* [Aim]:
Omit the pictures, then write out every entry exactly as it reads.

......

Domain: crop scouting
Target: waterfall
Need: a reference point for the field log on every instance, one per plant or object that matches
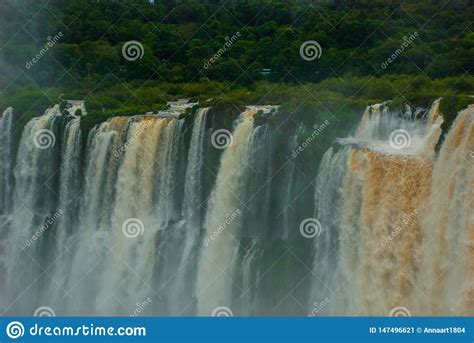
(182, 293)
(328, 200)
(193, 196)
(448, 225)
(6, 127)
(221, 241)
(141, 216)
(34, 210)
(104, 149)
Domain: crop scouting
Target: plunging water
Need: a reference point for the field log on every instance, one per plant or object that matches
(148, 209)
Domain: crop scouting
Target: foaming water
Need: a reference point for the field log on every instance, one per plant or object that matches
(147, 210)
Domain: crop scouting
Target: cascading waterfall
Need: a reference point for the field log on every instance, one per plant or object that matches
(133, 221)
(34, 206)
(448, 225)
(223, 222)
(388, 207)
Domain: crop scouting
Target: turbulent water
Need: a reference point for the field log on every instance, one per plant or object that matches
(172, 214)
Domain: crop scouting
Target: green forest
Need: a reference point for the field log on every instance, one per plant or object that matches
(234, 53)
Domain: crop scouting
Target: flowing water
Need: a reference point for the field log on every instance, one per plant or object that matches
(148, 214)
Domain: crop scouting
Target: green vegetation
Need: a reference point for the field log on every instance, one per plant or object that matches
(84, 57)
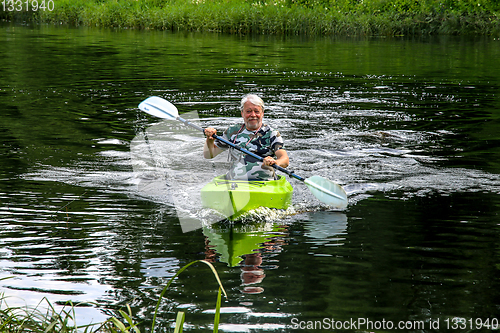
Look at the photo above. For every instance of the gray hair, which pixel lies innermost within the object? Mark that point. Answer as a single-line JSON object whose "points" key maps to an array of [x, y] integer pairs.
{"points": [[254, 99]]}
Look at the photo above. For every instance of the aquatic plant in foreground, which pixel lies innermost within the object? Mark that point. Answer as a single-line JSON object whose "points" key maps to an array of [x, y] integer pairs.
{"points": [[49, 320]]}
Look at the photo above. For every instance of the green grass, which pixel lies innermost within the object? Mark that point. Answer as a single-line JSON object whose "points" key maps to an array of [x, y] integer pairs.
{"points": [[47, 319], [286, 17]]}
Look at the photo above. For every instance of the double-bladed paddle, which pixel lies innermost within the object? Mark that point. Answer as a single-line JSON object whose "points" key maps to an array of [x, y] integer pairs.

......

* [Answer below]:
Domain: crop scouting
Target: waterfall
Need: a reference point for the field log on every instance, one per plant or object that matches
(182, 293)
(328, 200)
(193, 196)
(448, 225)
(6, 127)
(221, 241)
(141, 216)
(34, 210)
(104, 149)
Domain: crop scouting
Target: plunging water
Need: a reference point for the field log on every instance, one per plant or object that matches
(148, 209)
Domain: crop scouting
Target: foaming water
Need: a reference point for the field log on every instance, one per plant or object that matches
(147, 210)
Domain: crop scouting
Target: cascading waterfall
Need: a reference point for the field log on every instance, one per plant or object that matches
(133, 221)
(34, 206)
(448, 225)
(223, 222)
(388, 207)
Domain: crop scouting
Target: turbulent water
Need: a reference point for the field log on every instance, one per plant or object that matches
(172, 214)
Domain: crop scouting
Target: green forest
Need: a reference point for the field log on every instance, one per plant or object that matches
(234, 53)
Domain: crop scouting
Target: flowing water
Need: a reference point for the field log on every instance, one per plant or object that matches
(148, 214)
Domain: crop scouting
Target: green vegetation
Need: a reference point for the field log on every instance, one per plant or object that matches
(84, 57)
Look at the photo above. For every instance of the gray hair, which pixel lies innermost within the object? Mark that point. Answer as a single-line JSON object whose "points" key maps to an array of [x, y] integer pairs.
{"points": [[254, 99]]}
Look at the photo above. For every instance of the aquatic plant in foreground, which pixel lies innermost within the object? Mark that point. Answer as a single-line JSON object whose "points" key maps to an array of [x, y] integer pairs.
{"points": [[49, 320]]}
Look at the photo above. For every instance of the green grass, which pixel lies innermost within the object? Mark that point. Answer as a single-line JSON object whose "points" key maps to an array of [x, y] integer pairs.
{"points": [[47, 319], [286, 17]]}
Look at the photo above. For every instance of the double-bladed paddle, which pixel lies innermost within the object? Mark that point. Answer as a single-line JSON object whose "points" key maps to an array of [x, y] integer pairs.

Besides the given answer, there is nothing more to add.